TO-DO LIST:
- A) In the Open Yoda Corpus post, what does Yoda most like to do with a predicate or a verb phrase?
- B) Transcribe the Open Yoda Corpus post word for word, starting with "Open Yoda Corpus" and going on through "here and here.".

-- Start EXCERPT PROVIDED --

Open Yoda Corpus

The language of one of the Star Wars franchise’s most enigmatic and powerful characters, the tiny green Jedi Master Yoda, has attracted a fair bit of attention from linguists due to its idiosyncrasies. A full review and bibliography of Yoda linguistics is beyond the scope of this blog post, but see for instance here, here and here.

Most people agree on the basic facts: what Yoda really likes to do is take a predicate or a verb phrase and stick it at the start of the clause. However, there is variation, and interesting nuances to be explored. As a service to the Yoda linguistics community I’ve collected all of Yoda’s lines from the movie and made them available here. Do what you want with them! (Of course, I make no claim to own Yoda or any of his utterances – more’s the pity.)

-- End EXCERPT PROVIDED --
-- Start RECORD LIST --

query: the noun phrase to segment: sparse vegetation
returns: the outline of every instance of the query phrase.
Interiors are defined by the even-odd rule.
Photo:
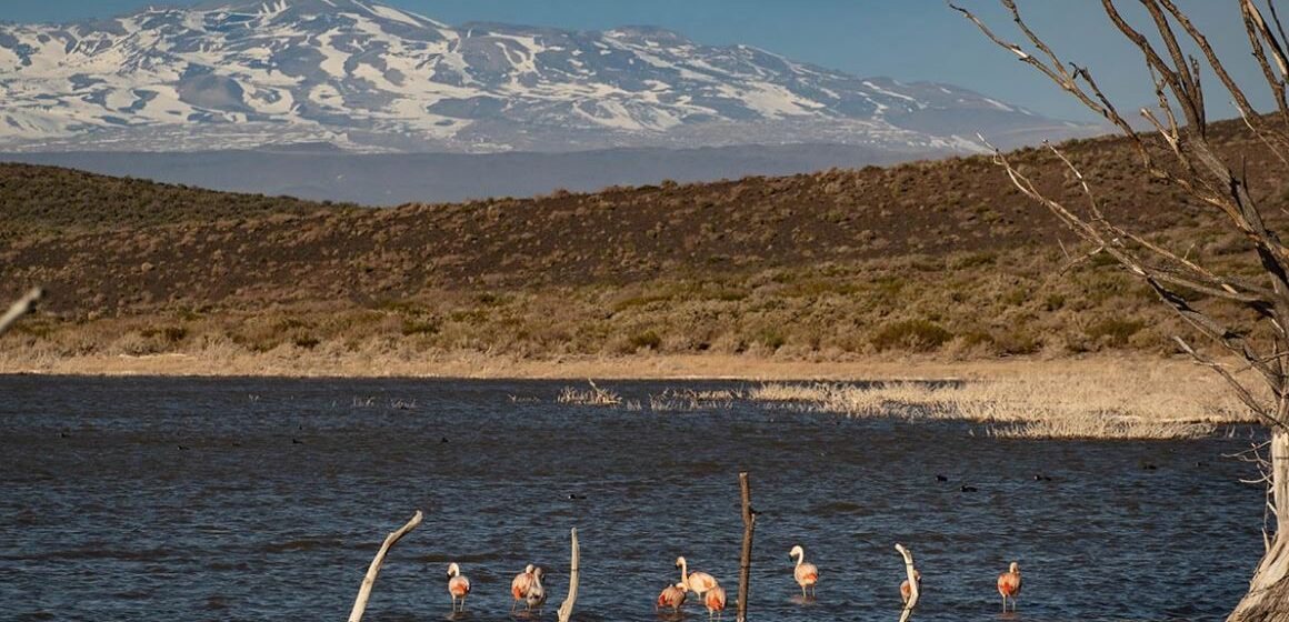
[[[1252,188],[1274,187],[1255,178],[1270,156],[1239,124],[1210,131],[1248,153]],[[1134,156],[1121,139],[1070,152],[1118,171],[1098,192],[1134,228],[1168,241],[1203,227],[1203,212],[1158,207],[1182,201],[1167,187],[1123,173]],[[1013,157],[1058,170],[1043,151]],[[1279,214],[1286,197],[1263,200]],[[388,210],[0,165],[0,206],[9,297],[49,290],[0,340],[28,361],[980,359],[1169,353],[1178,328],[1143,286],[1097,269],[1105,254],[1057,276],[1070,256],[1048,249],[1052,216],[974,157]],[[1230,236],[1195,247],[1216,268],[1246,252]]]

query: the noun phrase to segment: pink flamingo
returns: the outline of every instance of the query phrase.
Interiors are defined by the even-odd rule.
[[[532,583],[528,585],[527,594],[523,595],[525,601],[528,604],[528,610],[532,609],[541,610],[541,605],[547,604],[547,589],[541,586],[541,576],[545,572],[541,567],[532,569]]]
[[[512,612],[521,600],[528,598],[530,585],[532,585],[532,564],[523,567],[523,572],[516,574],[514,580],[510,581],[510,595],[514,596],[514,600],[510,603]]]
[[[1016,610],[1016,598],[1021,595],[1021,564],[1012,561],[1007,572],[998,576],[998,594],[1003,595],[1003,613],[1007,613],[1007,599],[1012,599]]]
[[[681,583],[684,589],[703,596],[704,592],[717,586],[717,580],[705,572],[688,572],[684,558],[675,558],[675,567],[681,569]]]
[[[815,583],[819,582],[819,568],[815,564],[806,563],[806,550],[797,545],[793,550],[788,551],[788,559],[797,558],[797,568],[793,569],[793,578],[797,580],[797,585],[802,586],[802,598],[806,598],[806,589],[809,587],[809,595],[815,595]]]
[[[663,589],[661,594],[657,595],[657,604],[654,605],[654,609],[657,610],[663,607],[670,607],[673,612],[679,613],[681,605],[684,604],[686,594],[687,590],[684,589],[684,583],[669,585]]]
[[[461,610],[465,610],[465,595],[470,592],[470,580],[461,574],[461,568],[455,561],[447,564],[447,594],[452,595],[452,610],[456,610],[456,599],[461,599]]]

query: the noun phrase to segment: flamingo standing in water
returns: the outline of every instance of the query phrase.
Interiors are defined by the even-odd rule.
[[[541,576],[545,572],[541,567],[532,569],[532,583],[528,583],[528,592],[523,595],[523,600],[528,604],[528,610],[536,609],[541,610],[541,605],[547,604],[547,589],[541,587]]]
[[[465,610],[465,595],[470,592],[470,580],[461,574],[461,568],[455,561],[447,564],[447,594],[452,595],[452,610],[456,610],[456,599],[461,599],[461,610]]]
[[[797,558],[797,568],[793,569],[793,578],[797,580],[797,585],[802,586],[802,598],[806,598],[806,589],[809,587],[809,595],[815,595],[815,583],[819,582],[819,568],[815,564],[806,563],[806,550],[797,545],[793,550],[788,551],[788,559]]]
[[[1016,598],[1021,595],[1021,564],[1012,561],[1007,572],[998,576],[998,594],[1003,595],[1003,613],[1007,613],[1007,599],[1012,599],[1016,610]]]
[[[913,578],[918,581],[918,591],[922,591],[922,572],[913,570]],[[900,583],[900,598],[904,599],[904,604],[909,604],[909,599],[913,598],[913,586],[909,585],[909,580]]]
[[[510,610],[521,601],[528,598],[528,586],[532,585],[532,564],[523,567],[523,572],[514,576],[510,581],[510,595],[514,600],[510,601]]]
[[[687,592],[688,590],[684,589],[684,583],[669,585],[663,589],[663,594],[657,595],[657,604],[654,605],[654,609],[670,607],[673,612],[679,613]]]
[[[675,558],[675,567],[681,569],[681,583],[684,589],[703,596],[704,592],[717,586],[717,580],[705,572],[688,572],[690,567],[684,558]]]
[[[719,616],[724,613],[724,587],[712,586],[703,596],[703,604],[708,607],[708,619],[712,619],[712,614],[717,614],[717,619],[719,619]]]

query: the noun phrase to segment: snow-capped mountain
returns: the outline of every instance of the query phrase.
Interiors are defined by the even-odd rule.
[[[950,85],[860,79],[648,27],[452,27],[367,0],[0,24],[0,148],[9,149],[942,152],[976,148],[967,137],[977,130],[1003,143],[1090,131]]]

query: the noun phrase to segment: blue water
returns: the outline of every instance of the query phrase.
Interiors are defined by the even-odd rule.
[[[1222,457],[1250,430],[1003,440],[748,403],[568,407],[567,384],[0,376],[0,617],[344,619],[380,541],[422,509],[365,619],[450,618],[456,561],[473,592],[455,619],[507,619],[510,578],[536,563],[553,621],[571,527],[575,619],[659,619],[678,555],[727,587],[733,619],[740,470],[762,513],[753,619],[896,619],[896,542],[923,573],[915,619],[1000,618],[1012,560],[1025,591],[1004,619],[1219,619],[1261,554],[1262,492]],[[646,402],[739,386],[608,385]],[[795,543],[820,567],[813,601]]]

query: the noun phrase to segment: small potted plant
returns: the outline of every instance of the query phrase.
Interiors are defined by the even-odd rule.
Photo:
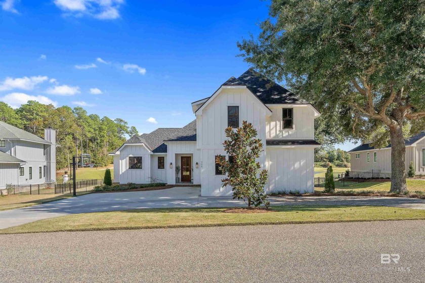
[[[176,166],[176,182],[180,182],[180,178],[178,176],[179,173],[180,173],[180,166],[177,165]]]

-- End RECORD LIST --

TASK-BY-TASK RESULTS:
- A) He sticks it at the start of the clause.

- B)
Open Yoda Corpus

The language of one of the Star Wars franchise’s most enigmatic and powerful characters, the tiny green Jedi Master Yoda, has attracted a fair bit of attention from linguists due to its idiosyncrasies. A full review and bibliography of Yoda linguistics is beyond the scope of this blog post, but see for instance here, here and here.